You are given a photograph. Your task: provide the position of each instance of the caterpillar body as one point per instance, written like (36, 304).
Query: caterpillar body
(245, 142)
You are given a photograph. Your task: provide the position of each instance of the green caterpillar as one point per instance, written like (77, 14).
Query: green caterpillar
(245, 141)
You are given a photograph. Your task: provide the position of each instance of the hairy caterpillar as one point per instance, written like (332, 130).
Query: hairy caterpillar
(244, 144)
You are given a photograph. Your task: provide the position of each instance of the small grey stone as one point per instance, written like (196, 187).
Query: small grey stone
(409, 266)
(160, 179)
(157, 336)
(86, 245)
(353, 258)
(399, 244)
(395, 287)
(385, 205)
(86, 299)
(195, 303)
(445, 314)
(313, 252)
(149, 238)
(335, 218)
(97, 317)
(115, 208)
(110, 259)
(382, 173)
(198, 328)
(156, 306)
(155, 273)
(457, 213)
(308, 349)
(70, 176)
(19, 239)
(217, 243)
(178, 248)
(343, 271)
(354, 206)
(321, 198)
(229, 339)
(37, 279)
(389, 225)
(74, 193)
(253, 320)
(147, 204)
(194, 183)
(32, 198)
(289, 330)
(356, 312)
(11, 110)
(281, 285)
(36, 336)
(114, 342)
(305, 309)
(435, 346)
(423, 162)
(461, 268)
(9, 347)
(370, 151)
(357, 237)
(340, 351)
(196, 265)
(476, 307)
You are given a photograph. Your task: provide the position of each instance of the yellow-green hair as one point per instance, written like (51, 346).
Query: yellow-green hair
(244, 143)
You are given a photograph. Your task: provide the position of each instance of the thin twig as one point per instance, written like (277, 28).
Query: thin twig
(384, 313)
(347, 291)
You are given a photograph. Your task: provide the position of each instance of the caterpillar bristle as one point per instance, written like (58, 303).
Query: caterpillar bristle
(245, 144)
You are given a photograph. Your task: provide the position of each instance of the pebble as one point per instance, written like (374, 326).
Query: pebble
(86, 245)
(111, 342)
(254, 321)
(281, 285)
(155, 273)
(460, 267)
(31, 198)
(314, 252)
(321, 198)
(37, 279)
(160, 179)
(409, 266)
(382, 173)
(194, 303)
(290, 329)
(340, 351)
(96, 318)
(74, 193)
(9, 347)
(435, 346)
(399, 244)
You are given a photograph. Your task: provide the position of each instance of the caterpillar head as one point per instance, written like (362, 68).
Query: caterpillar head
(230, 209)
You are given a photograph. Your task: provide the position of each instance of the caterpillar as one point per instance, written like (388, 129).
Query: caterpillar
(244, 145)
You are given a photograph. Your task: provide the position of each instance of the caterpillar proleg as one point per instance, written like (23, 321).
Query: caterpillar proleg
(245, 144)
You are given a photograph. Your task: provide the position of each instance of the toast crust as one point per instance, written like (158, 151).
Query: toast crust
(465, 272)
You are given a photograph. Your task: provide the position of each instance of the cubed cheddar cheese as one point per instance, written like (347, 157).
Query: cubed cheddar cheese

== == ==

● TASK DESCRIPTION
Express all of the material above as a Markdown table with two columns, Row and Line. Put each non-blank line in its own row, numbered in order.

● COMPLETE RESPONSE
| Row | Line |
|---|---|
| 1 | You are given a photograph. Your task: provide the position of each instance of the caterpillar body as one point per instance, written like (36, 304). |
| 2 | Query: caterpillar body |
| 3 | (245, 142) |
| 4 | You are given a photograph. Your task: provide the position of each instance of the green caterpillar as one point per instance, written like (77, 14). |
| 5 | Query: green caterpillar |
| 6 | (245, 141) |
| 7 | You are given a photograph. Your task: provide the position of each instance of the hairy caterpillar as one point per instance, written like (332, 130). |
| 8 | Query: hairy caterpillar |
| 9 | (244, 144) |
| 10 | You are given a photograph. Your task: provide the position of each instance of the small grey stone as one point per instance, written like (196, 187). |
| 11 | Query: small grey stone |
| 12 | (409, 266) |
| 13 | (160, 179) |
| 14 | (157, 336) |
| 15 | (86, 245) |
| 16 | (353, 258) |
| 17 | (399, 244) |
| 18 | (395, 287) |
| 19 | (385, 205) |
| 20 | (86, 299) |
| 21 | (195, 303) |
| 22 | (445, 314) |
| 23 | (313, 252) |
| 24 | (149, 238) |
| 25 | (335, 218) |
| 26 | (97, 317) |
| 27 | (115, 208) |
| 28 | (110, 259) |
| 29 | (382, 173) |
| 30 | (198, 328) |
| 31 | (156, 306) |
| 32 | (155, 273) |
| 33 | (457, 213) |
| 34 | (308, 349) |
| 35 | (70, 176) |
| 36 | (19, 239) |
| 37 | (217, 243) |
| 38 | (178, 248) |
| 39 | (343, 271) |
| 40 | (354, 206) |
| 41 | (321, 198) |
| 42 | (229, 339) |
| 43 | (37, 279) |
| 44 | (389, 225) |
| 45 | (74, 193) |
| 46 | (253, 320) |
| 47 | (147, 204) |
| 48 | (194, 183) |
| 49 | (32, 198) |
| 50 | (289, 330) |
| 51 | (356, 312) |
| 52 | (11, 110) |
| 53 | (281, 285) |
| 54 | (36, 336) |
| 55 | (114, 342) |
| 56 | (305, 309) |
| 57 | (435, 346) |
| 58 | (423, 162) |
| 59 | (461, 268) |
| 60 | (9, 347) |
| 61 | (370, 151) |
| 62 | (357, 237) |
| 63 | (340, 351) |
| 64 | (196, 265) |
| 65 | (476, 307) |
| 66 | You are given a photograph. Your task: provide the position of each instance of the yellow-green hair as one point per instance, written like (51, 346). |
| 67 | Query: yellow-green hair |
| 68 | (244, 143) |
| 69 | You are given a photograph. Your task: provide the position of each instance of the thin twig as one point per instance, written like (277, 28). |
| 70 | Query: thin twig |
| 71 | (384, 313) |
| 72 | (347, 291) |
| 73 | You are given a photograph. Your task: provide the position of each instance of the caterpillar bristle as one point per instance, written like (58, 303). |
| 74 | Query: caterpillar bristle |
| 75 | (245, 144) |
| 76 | You are given a photograph. Your task: provide the position of each instance of the pebble as one point per instance, written like (374, 326). |
| 77 | Query: pebble |
| 78 | (86, 245) |
| 79 | (111, 342) |
| 80 | (254, 321) |
| 81 | (281, 285) |
| 82 | (155, 273) |
| 83 | (460, 267) |
| 84 | (31, 198) |
| 85 | (314, 252) |
| 86 | (321, 198) |
| 87 | (37, 279) |
| 88 | (160, 179) |
| 89 | (409, 266) |
| 90 | (382, 173) |
| 91 | (194, 303) |
| 92 | (290, 329) |
| 93 | (340, 351) |
| 94 | (96, 318) |
| 95 | (74, 193) |
| 96 | (9, 347) |
| 97 | (435, 346) |
| 98 | (399, 244) |
| 99 | You are given a photograph. Your task: provide the position of each instance of the caterpillar head as one point per instance, written like (362, 68). |
| 100 | Query: caterpillar head |
| 101 | (230, 209) |
| 102 | You are given a photograph. Your task: provide the position of each instance of the caterpillar as one point per instance, written like (388, 129). |
| 103 | Query: caterpillar |
| 104 | (244, 145) |
| 105 | You are given a photograph. Your task: provide the position of each instance of the caterpillar proleg as one point per instance, written like (23, 321). |
| 106 | Query: caterpillar proleg |
| 107 | (245, 144) |
| 108 | You are given a photograph. Your task: provide the position of each instance of the toast crust as one point per instance, written like (158, 151). |
| 109 | Query: toast crust |
| 110 | (465, 272) |
| 111 | You are given a photograph. Your task: provide the position of each instance of the cubed cheddar cheese as one point per instance, written like (347, 157). |
| 112 | Query: cubed cheddar cheese |